Supplied text -
______________________________

On Friday, Shannon Stables will welcome another thoroughbred racehorse, a five-year-old mare and the fourth retiree they’ve fostered in the past 10 months in partnership with the New Stride Thoroughbred Adoption Society.

New Stride is a registered charity dedicated to finding adoptive homes and alternative careers for thoroughbred racehorses. Founded at Hastings Racecourse in 2002, New Stride maintains close ties with Vancouver’s historic track and numerous owners. It has adopted out more than 120 off-the-track thoroughbreds.

Due to its unique agricultural designation within Vancouver’s city limits, Southlands is unlike most other rural communities. Because of the surrounding urban environment, including smaller lots without acres of pasture and paved streets linking stable to trail as well as off-leash dogs and families with bicycles and strollers, the horses fostered in the neighbourhood are carefully selected. 

“They don’t just send any horse to Southlands,” Carmichael said of New Stride, which stables many of its horses at a farm in the Fraser Valley. “Soundness is key and […] a relatively calm disposition is really helpful, too. They’ve been ridden by New Stride volunteers first to make sure they have the mentality to be able to cope here.”

Carmichael organizes daily riding and training for the large fostered animals, which are sheltered at Shannon Stables at a discounted rate among roughly 30 other horses of various breeds, including five mini-horses, two of which the Carmichaels adopted from a rescue society. Volunteer trainers keep a diary of each horse’s progress and moods until a suitable adoptive home is found. New Stride pays for the animals shoes, feed and veterinary care.

Roughly 27,000 thoroughbreds were foaled in North America in 2010, according to the Jockey Club, and roughly two thirds will make a career on the track. Each year, 3,000 are retired. In 2010, 1,313 thoroughbreds were active on-the-track racehorses in B.C., according to Equine Canada. A Washington Post investigation revealed in 2010 that two out of every three thoroughbreds that come off the track, including the sound and healthy animals, are euthanized, abandoned or slaughtered.

“Most of the owners that we know are pretty caring about finding homes,” said Carmichael. Together with her husband Stuart, the Carmichaels have owned a share in 11 racehorses and can specify where each animal is today. “They are like my children, very precious, and I am always thinking about them,” said Stuart. “This is very typical of everyone I know.”

Many of their thoroughbreds are still competing, two are currently with foal, and their first, Leo, is boarded with them at Shannon Stables.

Another one of these horses, Fin du Monde, named for their son Finn, is now also at Shannon Stables after he retired in 2010 and was given away at no cost.

Kimberley St. Pierre became his new owner. “After I got him and told people that I had a thoroughbred off the track, people would be like: You’re nuts!”

The horse she has come to love was “absolutely psycho,” “unpredictable,” and lived up to the reputation of a hot-blooded, high-spirited racetrack athlete.

“You have to be fairly patient — not fairly, you have to be extremely patient and a little courageous,” she said. “You have to spend a ton of time working with them to get them where you want them. It’s not as easy as some of the other breeds and plus they’ve got their racing background so all they’re bred to do is go fast.”

St. Pierre, a board member at the Southlands Riding Club, undertook the training New Stride provides for each horse in its care. She wrestled with giving Fin du Monde away, wondering if she was the right owner and Southlands the right environment for a horse she likened to a “helium balloon” for his skittish habit of rearing up.  She persisted over three years at a cost of roughly $2,000 a month. Next week they will enter a competition at the PNE.

The thoroughbred racehorses that find new homes and new purpose with New Stride go through this retraining and rehabilitation before they are considered for adoption. Potential adopters are carefully screened and pay a $750 adoption fee.   

New Stride’s contribution is immense, St. Pierre said. “They’re saving lives.”

______________________________

Can you quote the racehorse adoption article word for word, starting at "Many of their" and ending at "high-spirited racetrack athlete."?

______________________________

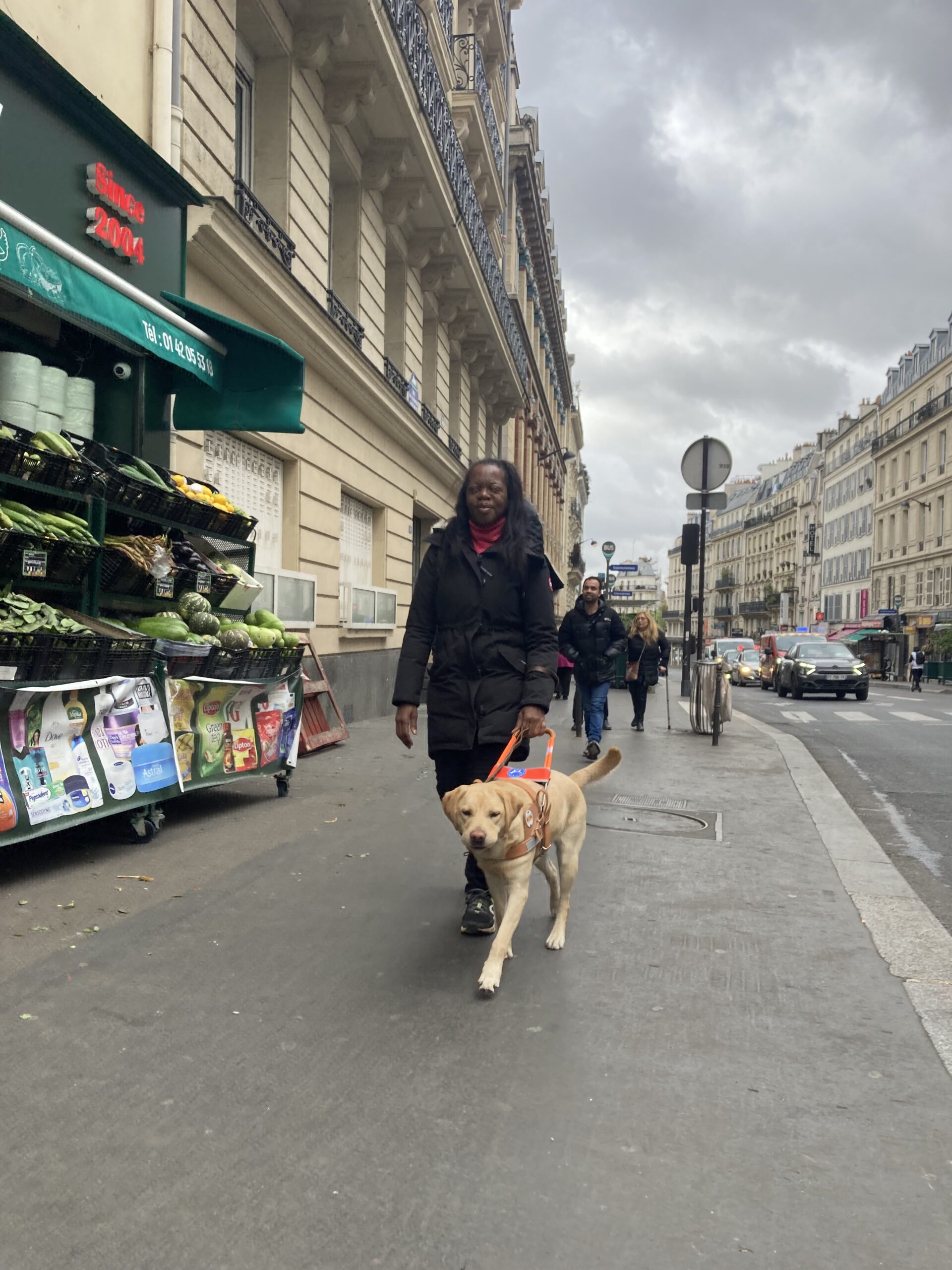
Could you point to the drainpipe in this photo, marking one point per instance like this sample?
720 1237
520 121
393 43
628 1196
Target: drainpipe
176 148
162 78
507 181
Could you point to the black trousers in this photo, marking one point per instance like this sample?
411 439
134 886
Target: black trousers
639 695
463 767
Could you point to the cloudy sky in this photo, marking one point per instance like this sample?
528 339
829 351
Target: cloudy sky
752 206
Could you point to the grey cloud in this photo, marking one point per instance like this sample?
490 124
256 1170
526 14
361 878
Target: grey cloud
751 210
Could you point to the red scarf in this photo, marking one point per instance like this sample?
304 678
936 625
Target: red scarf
485 535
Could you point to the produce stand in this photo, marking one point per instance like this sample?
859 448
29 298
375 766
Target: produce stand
106 705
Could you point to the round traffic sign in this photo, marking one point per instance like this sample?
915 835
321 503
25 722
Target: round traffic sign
719 464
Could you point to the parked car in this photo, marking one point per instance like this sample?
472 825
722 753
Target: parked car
814 667
746 668
774 649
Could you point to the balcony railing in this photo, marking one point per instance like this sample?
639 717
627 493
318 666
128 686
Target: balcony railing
472 76
912 421
395 379
263 224
429 420
339 314
412 35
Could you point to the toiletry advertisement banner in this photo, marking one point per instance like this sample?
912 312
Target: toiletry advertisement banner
232 729
82 749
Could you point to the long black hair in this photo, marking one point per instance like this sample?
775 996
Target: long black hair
512 544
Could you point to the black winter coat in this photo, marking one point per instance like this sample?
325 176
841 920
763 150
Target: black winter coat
649 657
592 642
493 638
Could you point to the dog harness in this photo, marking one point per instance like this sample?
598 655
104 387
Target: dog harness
535 818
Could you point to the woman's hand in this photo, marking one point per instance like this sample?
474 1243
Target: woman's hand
407 724
531 722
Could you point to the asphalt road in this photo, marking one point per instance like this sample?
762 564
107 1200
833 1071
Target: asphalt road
892 759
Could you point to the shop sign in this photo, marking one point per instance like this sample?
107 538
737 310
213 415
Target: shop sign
107 229
33 564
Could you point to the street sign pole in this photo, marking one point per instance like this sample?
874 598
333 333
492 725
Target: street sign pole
701 554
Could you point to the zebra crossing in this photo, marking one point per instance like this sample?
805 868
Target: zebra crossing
865 717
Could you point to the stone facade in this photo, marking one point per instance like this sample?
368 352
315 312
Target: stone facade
358 207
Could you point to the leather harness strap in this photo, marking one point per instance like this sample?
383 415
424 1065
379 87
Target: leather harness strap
535 817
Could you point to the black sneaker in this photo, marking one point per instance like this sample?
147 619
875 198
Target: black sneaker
479 915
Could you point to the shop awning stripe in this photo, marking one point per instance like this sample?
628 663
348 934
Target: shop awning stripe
62 280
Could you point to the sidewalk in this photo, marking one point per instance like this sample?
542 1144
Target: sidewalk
276 1060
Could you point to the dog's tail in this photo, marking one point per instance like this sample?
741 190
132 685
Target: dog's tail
598 770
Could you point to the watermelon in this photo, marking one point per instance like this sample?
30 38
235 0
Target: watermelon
235 639
203 624
191 602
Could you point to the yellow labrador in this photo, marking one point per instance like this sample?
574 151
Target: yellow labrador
492 821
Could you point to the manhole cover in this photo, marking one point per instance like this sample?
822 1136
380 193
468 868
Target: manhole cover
651 820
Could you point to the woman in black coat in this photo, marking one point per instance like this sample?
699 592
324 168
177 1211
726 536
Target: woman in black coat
649 653
483 606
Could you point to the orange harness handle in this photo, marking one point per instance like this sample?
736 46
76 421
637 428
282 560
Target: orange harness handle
536 816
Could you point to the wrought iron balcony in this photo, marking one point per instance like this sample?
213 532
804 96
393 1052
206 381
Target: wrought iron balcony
395 379
411 32
472 76
446 17
429 420
263 224
343 318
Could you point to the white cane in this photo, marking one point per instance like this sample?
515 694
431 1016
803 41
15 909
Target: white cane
668 699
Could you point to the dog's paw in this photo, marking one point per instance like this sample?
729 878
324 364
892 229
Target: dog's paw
489 982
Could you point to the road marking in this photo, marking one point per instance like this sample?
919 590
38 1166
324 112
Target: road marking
910 939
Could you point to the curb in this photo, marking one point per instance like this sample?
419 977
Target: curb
916 947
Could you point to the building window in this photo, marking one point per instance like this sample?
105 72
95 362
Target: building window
244 112
356 543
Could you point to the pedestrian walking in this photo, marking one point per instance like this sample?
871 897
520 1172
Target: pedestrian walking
565 677
649 654
917 665
591 636
483 606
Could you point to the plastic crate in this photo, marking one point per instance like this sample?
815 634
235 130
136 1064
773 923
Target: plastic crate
66 562
19 459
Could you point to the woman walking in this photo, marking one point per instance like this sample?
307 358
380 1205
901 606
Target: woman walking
483 606
649 653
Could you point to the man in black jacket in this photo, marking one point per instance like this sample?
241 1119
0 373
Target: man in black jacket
592 635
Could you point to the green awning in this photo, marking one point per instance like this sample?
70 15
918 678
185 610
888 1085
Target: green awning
56 284
261 386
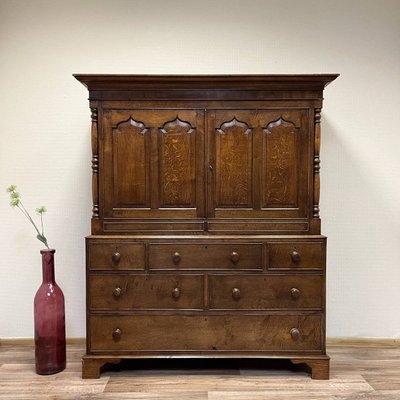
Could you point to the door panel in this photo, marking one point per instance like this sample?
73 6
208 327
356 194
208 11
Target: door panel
260 163
177 169
153 163
234 169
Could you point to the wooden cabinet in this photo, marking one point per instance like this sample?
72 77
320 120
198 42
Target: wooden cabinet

______________________________

Solved problem -
Many of their thoroughbreds are still competing, two are currently with foal, and their first, Leo, is boarded with them at Shannon Stables.

Another one of these horses, Fin du Monde, named for their son Finn, is now also at Shannon Stables after he retired in 2010 and was given away at no cost.

Kimberley St. Pierre became his new owner. “After I got him and told people that I had a thoroughbred off the track, people would be like: You’re nuts!”

The horse she has come to love was “absolutely psycho,” “unpredictable,” and lived up to the reputation of a hot-blooded, high-spirited racetrack athlete.